= PÁGINA =
────────────────────

Ciencia espuria, democracia endeble

The Shine Dome, sede de la Australian Academy of Science en Canberra.

Luis Santamaría / Fernando Valladares / Joaquín Hortal / Jordi Moya

En muchos sentidos, aunque con tiempos y formas distintas, la buena ciencia es como el buen periodismo: centrada en el objetivo de buscar la verdad y hacer partícipe de ella al resto de la sociedad, llega a extremos de gran sofisticación para protegerse de quienes, por interés o prejuicio, prefieren que ésta solo llegue a descubrirse y revelarse cuando no les incomoda.

Y también como el periodismo está sujeta a la interferencia de intereses contrarios a este objetivo: desde la utilización de redes de influencias para controlar los recursos, publicaciones o paradigmas vigentes hasta la búsqueda del éxito y la fama rápida mediante el plagio o el fraude.

No es por ello extraño que, al igual que la independencia respecto a quienes ostentan el poder es consustancial al buen periodismo y la buena investigación, el escrutinio y crítica de todas las decisiones políticas indican un ejercicio respetuoso del poder. Por todo ello, la sumisión de la investigación a los intereses de administraciones y empresas sería una muy mala noticia para los ciudadanos.

El fenómeno de utilización de expertos en ciencia, tecnología y humanidades para objetivos políticos es particularmente evidente en situaciones de crisis; sobre todo, en países de endeble tradición democrática, como es el caso de España.

A lo largo de las últimas décadas, hemos podido observar cómo, tras varias catástrofes humanas o ambientales, el Gobierno y administraciones centrales y regionales defendían sus decisiones políticas mediante la selección de científicos y técnicos “leales” como portavoces de la “verdad oficial”, utilizados para silenciar la opinión de científicos y técnicos críticos en los medios de comunicación mayoritarios.

────────────────────

= INFORMACIÓN EXTRAÍDA =
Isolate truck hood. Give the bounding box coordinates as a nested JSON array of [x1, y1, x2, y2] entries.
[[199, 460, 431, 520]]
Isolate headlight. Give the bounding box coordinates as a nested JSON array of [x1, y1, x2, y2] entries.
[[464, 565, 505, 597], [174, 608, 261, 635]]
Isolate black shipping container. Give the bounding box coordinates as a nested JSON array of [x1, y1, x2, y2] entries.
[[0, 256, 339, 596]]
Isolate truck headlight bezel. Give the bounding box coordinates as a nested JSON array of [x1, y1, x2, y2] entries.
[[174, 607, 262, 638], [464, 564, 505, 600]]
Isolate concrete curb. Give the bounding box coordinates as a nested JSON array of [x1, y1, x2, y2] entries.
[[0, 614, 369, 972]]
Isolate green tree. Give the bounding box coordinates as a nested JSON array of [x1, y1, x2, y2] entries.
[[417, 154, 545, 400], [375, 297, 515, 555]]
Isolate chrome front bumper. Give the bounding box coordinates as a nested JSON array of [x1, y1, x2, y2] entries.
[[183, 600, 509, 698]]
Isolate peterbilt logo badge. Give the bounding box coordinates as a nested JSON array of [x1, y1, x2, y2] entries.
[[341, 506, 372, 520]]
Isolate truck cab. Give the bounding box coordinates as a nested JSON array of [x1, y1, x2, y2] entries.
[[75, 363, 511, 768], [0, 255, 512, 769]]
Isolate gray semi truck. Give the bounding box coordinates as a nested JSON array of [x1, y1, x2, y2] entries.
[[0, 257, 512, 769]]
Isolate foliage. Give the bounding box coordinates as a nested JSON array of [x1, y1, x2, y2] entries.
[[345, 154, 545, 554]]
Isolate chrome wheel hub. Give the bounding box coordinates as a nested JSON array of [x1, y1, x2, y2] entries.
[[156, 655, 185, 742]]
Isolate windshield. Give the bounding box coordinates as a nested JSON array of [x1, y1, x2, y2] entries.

────────────────────

= POR HACER =
[a] Enumera todos los nombres de persona que aparecen en el texto sobre ciencia y democracia.
[b] Reproduce el fragmento del texto sobre ciencia y democracia comprendido entre "The Shine Dome, sede" y "o el fraude.", ambos incluidos.
Los ítems proceden de una fuente distinta del texto.

= RESPUESTAS DEL EJERCICIO =
[a]
Luis Santamaría
Fernando Valladares
Joaquín Hortal
Jordi Moya

[b]
The Shine Dome, sede de la Australian Academy of Science en Canberra.

Luis Santamaría / Fernando Valladares / Joaquín Hortal / Jordi Moya

En muchos sentidos, aunque con tiempos y formas distintas, la buena ciencia es como el buen periodismo: centrada en el objetivo de buscar la verdad y hacer partícipe de ella al resto de la sociedad, llega a extremos de gran sofisticación para protegerse de quienes, por interés o prejuicio, prefieren que ésta solo llegue a descubrirse y revelarse cuando no les incomoda.

Y también como el periodismo está sujeta a la interferencia de intereses contrarios a este objetivo: desde la utilización de redes de influencias para controlar los recursos, publicaciones o paradigmas vigentes hasta la búsqueda del éxito y la fama rápida mediante el plagio o el fraude.